From the records below, keep only the lines that contain the string "instance", and copy each one unchanged.
- - -
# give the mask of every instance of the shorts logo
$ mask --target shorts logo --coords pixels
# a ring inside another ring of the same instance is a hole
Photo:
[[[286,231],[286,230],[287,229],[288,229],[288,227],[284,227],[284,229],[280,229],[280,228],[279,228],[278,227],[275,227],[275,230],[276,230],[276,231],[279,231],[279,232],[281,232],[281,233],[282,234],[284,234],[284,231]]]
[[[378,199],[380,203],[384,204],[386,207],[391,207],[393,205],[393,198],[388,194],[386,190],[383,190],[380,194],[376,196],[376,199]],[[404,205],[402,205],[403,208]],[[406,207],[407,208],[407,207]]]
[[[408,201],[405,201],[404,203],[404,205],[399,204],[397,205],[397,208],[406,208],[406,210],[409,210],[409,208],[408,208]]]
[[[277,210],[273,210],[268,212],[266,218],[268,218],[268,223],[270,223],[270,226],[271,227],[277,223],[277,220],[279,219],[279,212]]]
- - -
* [RESULT]:
# give the mask of every instance of the shorts logo
# a ring inside another ring of the same instance is a hole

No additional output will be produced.